_Action item_
Starting with the line that contains "Reviewer check: every instance of the white", copy out each line through the end of the entries below, exactly as written, and nothing else.

_Input records_
·····

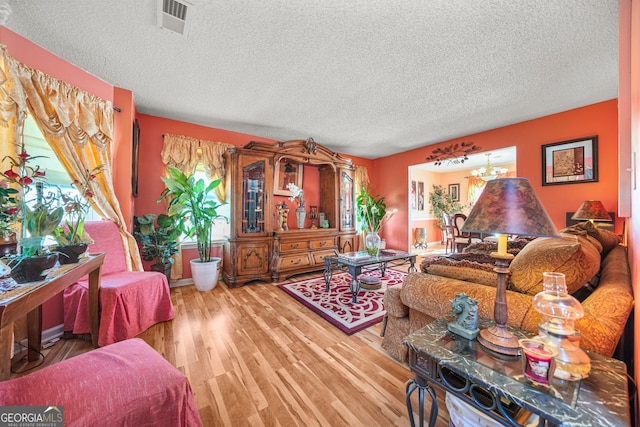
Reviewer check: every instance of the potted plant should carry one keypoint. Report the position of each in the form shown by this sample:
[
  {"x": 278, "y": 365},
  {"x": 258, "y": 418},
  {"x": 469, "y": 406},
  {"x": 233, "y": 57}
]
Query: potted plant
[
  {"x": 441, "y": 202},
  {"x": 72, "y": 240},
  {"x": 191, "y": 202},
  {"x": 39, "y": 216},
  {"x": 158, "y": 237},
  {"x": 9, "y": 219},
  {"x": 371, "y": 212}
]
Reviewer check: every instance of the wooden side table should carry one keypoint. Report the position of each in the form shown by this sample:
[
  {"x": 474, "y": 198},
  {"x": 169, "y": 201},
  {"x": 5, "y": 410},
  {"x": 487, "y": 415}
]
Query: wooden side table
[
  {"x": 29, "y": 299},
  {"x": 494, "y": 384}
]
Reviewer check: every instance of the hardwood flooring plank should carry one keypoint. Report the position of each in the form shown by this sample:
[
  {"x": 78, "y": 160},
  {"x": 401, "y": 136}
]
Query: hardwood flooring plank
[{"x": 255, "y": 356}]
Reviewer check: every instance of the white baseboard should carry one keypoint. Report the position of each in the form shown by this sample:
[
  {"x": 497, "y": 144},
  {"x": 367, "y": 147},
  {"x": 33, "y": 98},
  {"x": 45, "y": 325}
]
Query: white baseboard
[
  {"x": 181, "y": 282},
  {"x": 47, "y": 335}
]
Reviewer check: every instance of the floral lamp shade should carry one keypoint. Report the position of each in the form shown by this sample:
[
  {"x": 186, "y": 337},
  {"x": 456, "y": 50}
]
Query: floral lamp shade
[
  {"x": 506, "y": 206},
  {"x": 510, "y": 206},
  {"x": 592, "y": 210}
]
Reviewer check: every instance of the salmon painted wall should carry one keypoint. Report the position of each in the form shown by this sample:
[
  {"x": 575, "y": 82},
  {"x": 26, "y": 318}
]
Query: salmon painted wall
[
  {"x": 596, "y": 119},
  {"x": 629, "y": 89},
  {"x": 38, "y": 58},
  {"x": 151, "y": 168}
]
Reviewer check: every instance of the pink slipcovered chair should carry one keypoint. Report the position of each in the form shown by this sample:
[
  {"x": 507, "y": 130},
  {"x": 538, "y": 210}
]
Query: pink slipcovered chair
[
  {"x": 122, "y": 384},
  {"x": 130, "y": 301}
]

·····

_Solution_
Reviewer check: every instance of the white baseboard should carry one keypoint. Report the position of each in the form shown by this sample:
[
  {"x": 497, "y": 144},
  {"x": 367, "y": 147},
  {"x": 33, "y": 98},
  {"x": 45, "y": 325}
]
Query: white baseboard
[
  {"x": 181, "y": 282},
  {"x": 47, "y": 335}
]
Reviewer check: every instance of the floral lamp shade should carry one keypoint. Report the position of each in the form shown by this sample:
[
  {"x": 186, "y": 337},
  {"x": 456, "y": 50}
]
Query: floral lamp shade
[
  {"x": 506, "y": 206},
  {"x": 510, "y": 206},
  {"x": 592, "y": 210}
]
Reviewer check: every instance of the salmon painted wall should carry one keypoint. Report the position of each in the form shown by this sample:
[
  {"x": 575, "y": 82},
  {"x": 26, "y": 318}
]
Query: salmon painted wall
[
  {"x": 596, "y": 119},
  {"x": 629, "y": 89},
  {"x": 38, "y": 58},
  {"x": 151, "y": 168}
]
Reviewer check: every instance of the pink slipcovered chair should carry one keypoint. Report the position of each in the form shown by this sample:
[
  {"x": 507, "y": 130},
  {"x": 538, "y": 210}
]
Query: pink slipcovered chair
[
  {"x": 122, "y": 384},
  {"x": 130, "y": 301}
]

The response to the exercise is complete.